*PASSAGE RETENU:*
++++++

Le Quotiden d’Oran, jeudi 13 septembre 2018
Akram Belkaïd, Paris
Je n’ai jamais compris comment des gens
pouvaient aimer cette période. Terminé le temps des pieds nus, des claquettes
(à la plage) ou des espadrilles. On met des chaussures et on reprend le chemin
de l’école. Au primaire, il faut changer d’instituteur et, comme par hasard, ce
qui arrive souvent c’est que les nouveaux sont plus sévères que les précédents.
Une année pour s’y faire avant de changer encore. La rentrée… Deux cauchemars majeurs
pour l’élève du primaire : couvrir ses livres de manière correcte (avec le
petit triangle qu’il faut bien découper, sans l’arracher, avant de le glisser
sous la reliure…) et l’achat des fournitures scolaires. Des grappes de gamins
déchainés tendant leur liste, des libraires-papetiers dépassés dans la
fournaise de leur réduit ou heureux d’exister quelques jours avant de retomber
dans le plus complet des anonymats (sauf pour ceux qui vendaient Pif, France
Football et L’Automobile Magazine
sous le comptoir). Maintenant, pour certains, on reçoit la liste des
fournitures en juillet mais cela ne change rien à l’affaire. Il faut écumer les
rayonnages et se délester de son poids non-négligeable de flousse.

++++++

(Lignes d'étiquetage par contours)
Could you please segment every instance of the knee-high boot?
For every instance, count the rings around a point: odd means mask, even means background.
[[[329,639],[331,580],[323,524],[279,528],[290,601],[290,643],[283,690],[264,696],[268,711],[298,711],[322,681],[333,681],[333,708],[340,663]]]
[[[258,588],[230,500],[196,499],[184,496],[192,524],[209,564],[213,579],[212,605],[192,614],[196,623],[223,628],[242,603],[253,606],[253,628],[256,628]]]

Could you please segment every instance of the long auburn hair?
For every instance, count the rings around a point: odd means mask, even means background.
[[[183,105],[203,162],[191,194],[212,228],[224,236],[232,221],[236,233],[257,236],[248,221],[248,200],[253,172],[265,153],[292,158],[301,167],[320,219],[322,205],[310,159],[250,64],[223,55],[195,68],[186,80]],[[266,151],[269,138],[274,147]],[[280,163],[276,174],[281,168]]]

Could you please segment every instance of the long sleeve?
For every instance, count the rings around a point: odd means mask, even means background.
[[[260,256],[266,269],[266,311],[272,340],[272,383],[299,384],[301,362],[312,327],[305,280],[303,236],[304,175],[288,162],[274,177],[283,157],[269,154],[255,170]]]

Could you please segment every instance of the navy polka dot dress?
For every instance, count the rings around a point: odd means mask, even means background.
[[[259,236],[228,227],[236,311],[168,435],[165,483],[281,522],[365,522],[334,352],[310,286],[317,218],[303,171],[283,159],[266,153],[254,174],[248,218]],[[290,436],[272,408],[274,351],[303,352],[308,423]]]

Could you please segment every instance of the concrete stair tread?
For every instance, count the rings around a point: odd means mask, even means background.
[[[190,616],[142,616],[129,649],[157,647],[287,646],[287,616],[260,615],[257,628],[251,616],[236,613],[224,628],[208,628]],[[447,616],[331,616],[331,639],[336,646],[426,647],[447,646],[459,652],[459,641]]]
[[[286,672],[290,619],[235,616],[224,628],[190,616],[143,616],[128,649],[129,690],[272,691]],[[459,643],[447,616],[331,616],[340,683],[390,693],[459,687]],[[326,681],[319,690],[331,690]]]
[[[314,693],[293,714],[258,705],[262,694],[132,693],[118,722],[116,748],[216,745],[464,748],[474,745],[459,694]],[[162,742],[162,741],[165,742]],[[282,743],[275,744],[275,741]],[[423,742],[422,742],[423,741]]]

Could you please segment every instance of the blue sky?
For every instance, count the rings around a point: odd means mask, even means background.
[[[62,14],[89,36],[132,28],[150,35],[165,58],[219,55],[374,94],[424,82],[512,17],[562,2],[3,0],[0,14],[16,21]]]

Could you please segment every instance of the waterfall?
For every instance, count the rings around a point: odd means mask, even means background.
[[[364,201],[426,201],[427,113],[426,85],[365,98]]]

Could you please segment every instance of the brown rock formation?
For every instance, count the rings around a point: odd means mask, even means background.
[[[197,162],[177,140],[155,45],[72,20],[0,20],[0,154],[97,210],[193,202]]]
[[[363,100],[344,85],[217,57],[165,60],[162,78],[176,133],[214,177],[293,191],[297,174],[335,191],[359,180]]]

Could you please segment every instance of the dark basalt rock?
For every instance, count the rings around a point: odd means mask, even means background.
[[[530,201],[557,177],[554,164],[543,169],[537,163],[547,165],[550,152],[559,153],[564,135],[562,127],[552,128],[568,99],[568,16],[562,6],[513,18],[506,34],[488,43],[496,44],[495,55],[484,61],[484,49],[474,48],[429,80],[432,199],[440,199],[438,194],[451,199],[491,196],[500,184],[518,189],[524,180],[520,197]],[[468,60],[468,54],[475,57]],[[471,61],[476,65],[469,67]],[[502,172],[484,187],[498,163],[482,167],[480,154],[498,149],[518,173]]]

++++++

*TÂCHE DEMANDÉE:*
Reproduisez le passage du texte sur la rentrée scolaire en commençant à « Le Quotiden d’Oran, jeudi » et en terminant à « que les précédents. ».

*SOLUTION PROPOSÉE:*
Le Quotiden d’Oran, jeudi 13 septembre 2018
Akram Belkaïd, Paris
Je n’ai jamais compris comment des gens
pouvaient aimer cette période. Terminé le temps des pieds nus, des claquettes
(à la plage) ou des espadrilles. On met des chaussures et on reprend le chemin
de l’école. Au primaire, il faut changer d’instituteur et, comme par hasard, ce
qui arrive souvent c’est que les nouveaux sont plus sévères que les précédents.